Referring expression grounding data:

────────────────────

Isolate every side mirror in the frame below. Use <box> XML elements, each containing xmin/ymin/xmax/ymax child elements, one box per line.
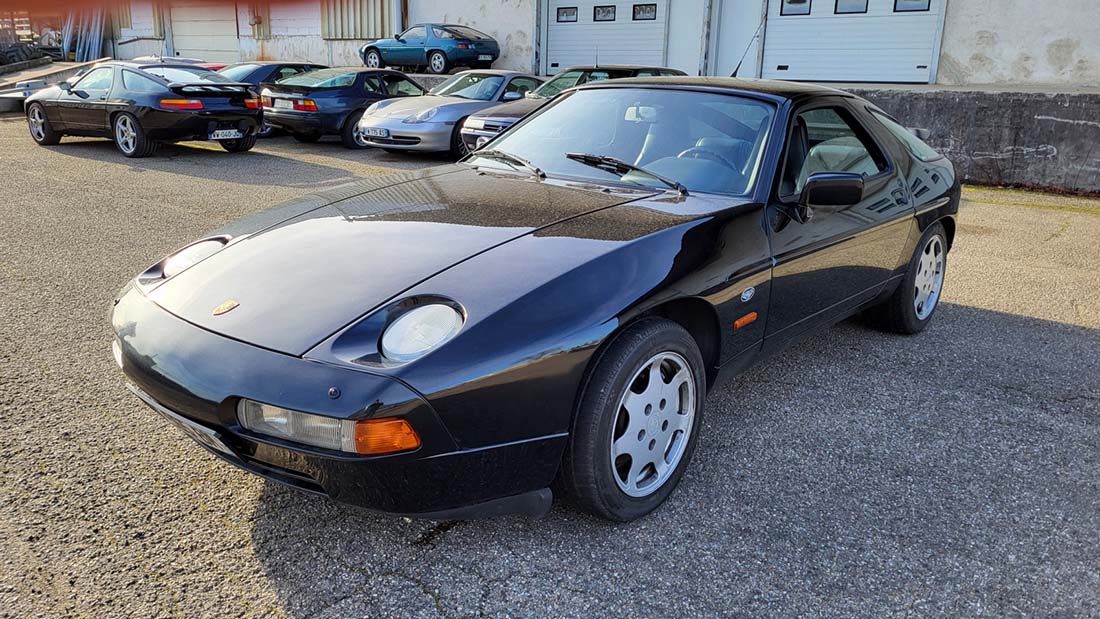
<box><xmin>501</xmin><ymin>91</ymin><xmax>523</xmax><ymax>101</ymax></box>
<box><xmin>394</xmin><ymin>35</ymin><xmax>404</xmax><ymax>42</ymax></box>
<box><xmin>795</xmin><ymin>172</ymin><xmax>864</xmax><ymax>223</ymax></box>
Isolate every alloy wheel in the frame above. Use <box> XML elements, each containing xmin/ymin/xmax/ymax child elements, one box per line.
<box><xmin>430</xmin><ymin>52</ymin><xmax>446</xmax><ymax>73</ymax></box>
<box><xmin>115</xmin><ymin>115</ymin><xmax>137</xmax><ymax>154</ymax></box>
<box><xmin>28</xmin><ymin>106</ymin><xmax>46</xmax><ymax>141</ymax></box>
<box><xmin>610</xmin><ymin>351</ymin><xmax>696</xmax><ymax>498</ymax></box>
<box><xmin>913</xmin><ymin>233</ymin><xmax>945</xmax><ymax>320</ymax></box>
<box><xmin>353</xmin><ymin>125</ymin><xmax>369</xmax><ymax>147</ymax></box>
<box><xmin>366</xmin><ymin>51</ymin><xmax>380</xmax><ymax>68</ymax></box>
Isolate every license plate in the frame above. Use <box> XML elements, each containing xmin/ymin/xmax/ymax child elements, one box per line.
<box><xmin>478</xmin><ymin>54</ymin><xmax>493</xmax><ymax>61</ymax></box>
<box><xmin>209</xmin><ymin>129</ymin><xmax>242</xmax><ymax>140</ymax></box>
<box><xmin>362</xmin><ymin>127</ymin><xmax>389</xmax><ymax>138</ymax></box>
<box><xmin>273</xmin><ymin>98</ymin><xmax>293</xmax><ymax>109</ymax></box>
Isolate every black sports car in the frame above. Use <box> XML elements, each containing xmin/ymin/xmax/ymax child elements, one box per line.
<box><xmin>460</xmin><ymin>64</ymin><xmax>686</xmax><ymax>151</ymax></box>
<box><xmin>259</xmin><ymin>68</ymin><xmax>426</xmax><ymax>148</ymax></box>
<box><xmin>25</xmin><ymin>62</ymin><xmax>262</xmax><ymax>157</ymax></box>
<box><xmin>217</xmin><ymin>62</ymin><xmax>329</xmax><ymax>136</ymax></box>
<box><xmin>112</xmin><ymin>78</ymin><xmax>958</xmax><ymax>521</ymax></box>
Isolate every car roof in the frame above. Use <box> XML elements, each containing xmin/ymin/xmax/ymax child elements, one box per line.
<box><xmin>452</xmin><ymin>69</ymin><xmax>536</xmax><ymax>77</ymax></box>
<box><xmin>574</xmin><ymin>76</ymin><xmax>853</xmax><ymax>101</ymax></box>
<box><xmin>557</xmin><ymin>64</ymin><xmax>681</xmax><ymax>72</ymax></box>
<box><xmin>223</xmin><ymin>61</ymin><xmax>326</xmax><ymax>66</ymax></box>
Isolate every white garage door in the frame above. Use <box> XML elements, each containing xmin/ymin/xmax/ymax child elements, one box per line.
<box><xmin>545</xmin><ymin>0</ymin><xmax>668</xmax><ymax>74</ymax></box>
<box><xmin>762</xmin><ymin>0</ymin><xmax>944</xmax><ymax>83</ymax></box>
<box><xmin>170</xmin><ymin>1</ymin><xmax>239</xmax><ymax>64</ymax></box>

────────────────────

**WORK REQUIRED:** Set down every line of the entries above again, exactly as written, but not the pictures.

**EXERCISE RESPONSE:**
Isolate every side mirror in the frame below. Use <box> XML elements, each containing xmin/ymin/xmax/ymax child elements, one box per line.
<box><xmin>501</xmin><ymin>91</ymin><xmax>523</xmax><ymax>101</ymax></box>
<box><xmin>394</xmin><ymin>35</ymin><xmax>404</xmax><ymax>42</ymax></box>
<box><xmin>795</xmin><ymin>172</ymin><xmax>864</xmax><ymax>223</ymax></box>
Isolate every alloy wheel in the frame above. Use <box> XML elements, each containing xmin/ymin/xmax/ymax child elements, one box per line.
<box><xmin>430</xmin><ymin>52</ymin><xmax>446</xmax><ymax>73</ymax></box>
<box><xmin>115</xmin><ymin>115</ymin><xmax>137</xmax><ymax>154</ymax></box>
<box><xmin>28</xmin><ymin>106</ymin><xmax>46</xmax><ymax>141</ymax></box>
<box><xmin>610</xmin><ymin>351</ymin><xmax>696</xmax><ymax>498</ymax></box>
<box><xmin>913</xmin><ymin>233</ymin><xmax>945</xmax><ymax>320</ymax></box>
<box><xmin>353</xmin><ymin>125</ymin><xmax>369</xmax><ymax>147</ymax></box>
<box><xmin>366</xmin><ymin>51</ymin><xmax>380</xmax><ymax>68</ymax></box>
Isolate every license plate in the frame above. Use <box> XML elements, each containing xmin/ymin/xmax/ymax child elements, one box per line.
<box><xmin>478</xmin><ymin>54</ymin><xmax>493</xmax><ymax>61</ymax></box>
<box><xmin>209</xmin><ymin>129</ymin><xmax>242</xmax><ymax>140</ymax></box>
<box><xmin>362</xmin><ymin>127</ymin><xmax>389</xmax><ymax>138</ymax></box>
<box><xmin>273</xmin><ymin>98</ymin><xmax>293</xmax><ymax>109</ymax></box>
Isolate every black sports car in the frame above. Use <box> XML elements, each containing xmin/ymin/xmax/ymax child elements, one box per line.
<box><xmin>460</xmin><ymin>64</ymin><xmax>686</xmax><ymax>151</ymax></box>
<box><xmin>259</xmin><ymin>68</ymin><xmax>426</xmax><ymax>148</ymax></box>
<box><xmin>25</xmin><ymin>62</ymin><xmax>262</xmax><ymax>157</ymax></box>
<box><xmin>217</xmin><ymin>62</ymin><xmax>329</xmax><ymax>136</ymax></box>
<box><xmin>112</xmin><ymin>78</ymin><xmax>958</xmax><ymax>521</ymax></box>
Isolate every car roof in the frame above. Use <box> XML elements, each containing xmin/ymin/xmax/ymax child elements, one box per line.
<box><xmin>452</xmin><ymin>69</ymin><xmax>536</xmax><ymax>77</ymax></box>
<box><xmin>574</xmin><ymin>76</ymin><xmax>853</xmax><ymax>101</ymax></box>
<box><xmin>557</xmin><ymin>64</ymin><xmax>681</xmax><ymax>72</ymax></box>
<box><xmin>223</xmin><ymin>61</ymin><xmax>326</xmax><ymax>66</ymax></box>
Isolate every white garage door in the frame above. Use <box> XML elements, each containing xmin/ymin/xmax/ymax child elements, one box per line.
<box><xmin>545</xmin><ymin>0</ymin><xmax>668</xmax><ymax>74</ymax></box>
<box><xmin>762</xmin><ymin>0</ymin><xmax>944</xmax><ymax>83</ymax></box>
<box><xmin>170</xmin><ymin>1</ymin><xmax>239</xmax><ymax>64</ymax></box>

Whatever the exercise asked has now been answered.